Short problem —
Can you render the stretch from the start of the records through the line containing "272 34 L 275" as a numbered list, leaving out blank lines?
>> Begin Provided material
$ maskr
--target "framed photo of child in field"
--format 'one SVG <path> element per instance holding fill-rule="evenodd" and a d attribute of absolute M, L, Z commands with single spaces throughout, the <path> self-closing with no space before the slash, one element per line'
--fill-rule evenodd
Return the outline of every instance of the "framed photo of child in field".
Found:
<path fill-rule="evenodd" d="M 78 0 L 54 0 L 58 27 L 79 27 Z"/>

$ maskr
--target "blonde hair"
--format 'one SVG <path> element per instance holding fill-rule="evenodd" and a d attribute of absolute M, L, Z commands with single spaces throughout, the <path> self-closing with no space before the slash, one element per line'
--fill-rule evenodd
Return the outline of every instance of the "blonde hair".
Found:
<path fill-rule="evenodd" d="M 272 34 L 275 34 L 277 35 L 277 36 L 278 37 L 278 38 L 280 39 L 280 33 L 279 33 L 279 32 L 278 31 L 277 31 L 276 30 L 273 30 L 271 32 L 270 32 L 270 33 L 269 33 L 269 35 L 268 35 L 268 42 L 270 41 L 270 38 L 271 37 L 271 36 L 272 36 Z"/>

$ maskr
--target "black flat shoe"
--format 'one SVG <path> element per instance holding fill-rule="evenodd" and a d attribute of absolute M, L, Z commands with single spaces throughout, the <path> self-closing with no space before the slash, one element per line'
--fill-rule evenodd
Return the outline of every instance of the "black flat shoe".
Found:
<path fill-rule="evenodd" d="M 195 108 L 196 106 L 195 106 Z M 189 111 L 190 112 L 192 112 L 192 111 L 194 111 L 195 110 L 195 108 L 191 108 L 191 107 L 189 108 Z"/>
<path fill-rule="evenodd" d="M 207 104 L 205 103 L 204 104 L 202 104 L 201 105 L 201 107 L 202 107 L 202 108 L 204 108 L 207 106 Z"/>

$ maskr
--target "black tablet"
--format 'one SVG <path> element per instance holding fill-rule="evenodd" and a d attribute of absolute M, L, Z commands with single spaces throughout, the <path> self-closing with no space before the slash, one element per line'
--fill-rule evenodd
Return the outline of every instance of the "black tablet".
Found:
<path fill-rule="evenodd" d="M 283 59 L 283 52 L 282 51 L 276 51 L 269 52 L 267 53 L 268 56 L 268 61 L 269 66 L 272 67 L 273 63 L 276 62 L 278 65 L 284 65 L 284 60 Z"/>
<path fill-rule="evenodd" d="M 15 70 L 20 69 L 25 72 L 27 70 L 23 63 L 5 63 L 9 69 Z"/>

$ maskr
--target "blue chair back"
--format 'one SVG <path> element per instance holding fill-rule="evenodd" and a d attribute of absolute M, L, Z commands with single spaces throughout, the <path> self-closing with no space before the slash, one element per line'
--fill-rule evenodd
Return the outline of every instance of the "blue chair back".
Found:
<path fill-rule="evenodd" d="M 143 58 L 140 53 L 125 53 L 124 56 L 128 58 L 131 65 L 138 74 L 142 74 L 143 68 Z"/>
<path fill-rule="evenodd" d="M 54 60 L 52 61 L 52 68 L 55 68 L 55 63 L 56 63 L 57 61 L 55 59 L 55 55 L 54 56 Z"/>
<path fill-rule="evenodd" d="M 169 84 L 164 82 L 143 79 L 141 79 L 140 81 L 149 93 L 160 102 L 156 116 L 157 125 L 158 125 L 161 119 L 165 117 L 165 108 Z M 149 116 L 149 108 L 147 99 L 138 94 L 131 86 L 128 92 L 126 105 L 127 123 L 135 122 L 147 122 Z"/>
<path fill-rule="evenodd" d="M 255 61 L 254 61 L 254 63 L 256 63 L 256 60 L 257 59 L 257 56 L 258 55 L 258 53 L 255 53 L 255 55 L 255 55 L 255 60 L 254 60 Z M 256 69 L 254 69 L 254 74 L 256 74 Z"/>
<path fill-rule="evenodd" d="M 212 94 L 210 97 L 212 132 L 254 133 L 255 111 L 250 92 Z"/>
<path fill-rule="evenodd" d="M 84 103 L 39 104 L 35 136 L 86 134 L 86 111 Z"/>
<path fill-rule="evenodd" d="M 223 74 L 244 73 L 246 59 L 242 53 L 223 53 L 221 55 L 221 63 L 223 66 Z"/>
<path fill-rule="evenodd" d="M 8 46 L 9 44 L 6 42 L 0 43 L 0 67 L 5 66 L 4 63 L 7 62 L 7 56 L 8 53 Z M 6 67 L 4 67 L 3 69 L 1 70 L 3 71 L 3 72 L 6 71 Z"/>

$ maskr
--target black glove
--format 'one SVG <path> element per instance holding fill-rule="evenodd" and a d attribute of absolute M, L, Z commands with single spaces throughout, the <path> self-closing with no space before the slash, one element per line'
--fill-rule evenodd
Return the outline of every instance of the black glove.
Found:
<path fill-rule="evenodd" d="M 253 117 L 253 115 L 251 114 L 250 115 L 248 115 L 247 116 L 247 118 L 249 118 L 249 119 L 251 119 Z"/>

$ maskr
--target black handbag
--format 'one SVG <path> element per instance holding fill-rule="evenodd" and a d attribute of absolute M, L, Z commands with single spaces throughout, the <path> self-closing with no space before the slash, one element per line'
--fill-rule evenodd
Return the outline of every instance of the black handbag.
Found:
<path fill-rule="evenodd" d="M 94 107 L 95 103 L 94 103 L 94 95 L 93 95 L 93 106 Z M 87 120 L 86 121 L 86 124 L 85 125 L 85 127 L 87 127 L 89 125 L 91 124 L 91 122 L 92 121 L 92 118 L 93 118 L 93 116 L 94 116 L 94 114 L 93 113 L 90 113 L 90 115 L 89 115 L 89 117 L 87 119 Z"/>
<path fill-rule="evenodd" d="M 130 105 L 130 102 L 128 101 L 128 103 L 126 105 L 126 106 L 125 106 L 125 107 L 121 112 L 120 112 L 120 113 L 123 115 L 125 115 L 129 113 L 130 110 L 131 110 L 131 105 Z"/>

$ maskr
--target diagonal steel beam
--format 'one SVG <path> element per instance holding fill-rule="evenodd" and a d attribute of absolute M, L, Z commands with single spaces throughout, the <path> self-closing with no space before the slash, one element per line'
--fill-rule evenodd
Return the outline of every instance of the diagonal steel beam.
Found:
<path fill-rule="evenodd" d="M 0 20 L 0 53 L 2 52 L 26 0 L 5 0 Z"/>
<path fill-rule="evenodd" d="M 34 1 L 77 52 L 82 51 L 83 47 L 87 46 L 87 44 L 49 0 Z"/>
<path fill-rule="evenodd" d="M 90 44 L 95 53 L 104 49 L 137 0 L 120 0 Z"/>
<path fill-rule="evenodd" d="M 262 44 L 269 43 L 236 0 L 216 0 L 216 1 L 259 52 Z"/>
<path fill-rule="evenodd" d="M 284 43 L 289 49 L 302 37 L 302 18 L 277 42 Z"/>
>> End Provided material
In response —
1. $ maskr
2. --target "framed photo of child in field"
3. --format 'one SVG <path> element per instance holding fill-rule="evenodd" and a d attribute of absolute M, L, Z commands with single spaces throughout, the <path> self-closing with no space before the slash, one element per line'
4. --fill-rule evenodd
5. Return the outline of every instance of the "framed photo of child in field".
6. Found:
7. <path fill-rule="evenodd" d="M 78 0 L 54 0 L 58 27 L 79 27 Z"/>
8. $ maskr
9. --target "blonde hair"
10. --format 'one SVG <path> element per instance holding fill-rule="evenodd" and a d attribute of absolute M, L, Z commands with single spaces throughout, the <path> self-closing with no space before the slash, one element per line'
11. --fill-rule evenodd
12. Return the outline of every instance of the "blonde hair".
13. Found:
14. <path fill-rule="evenodd" d="M 272 34 L 275 34 L 277 35 L 277 36 L 278 37 L 278 38 L 280 39 L 280 33 L 279 33 L 279 32 L 278 31 L 277 31 L 276 30 L 273 30 L 271 32 L 270 32 L 270 33 L 269 33 L 269 35 L 268 35 L 268 42 L 270 41 L 270 38 L 271 37 L 271 36 L 272 36 Z"/>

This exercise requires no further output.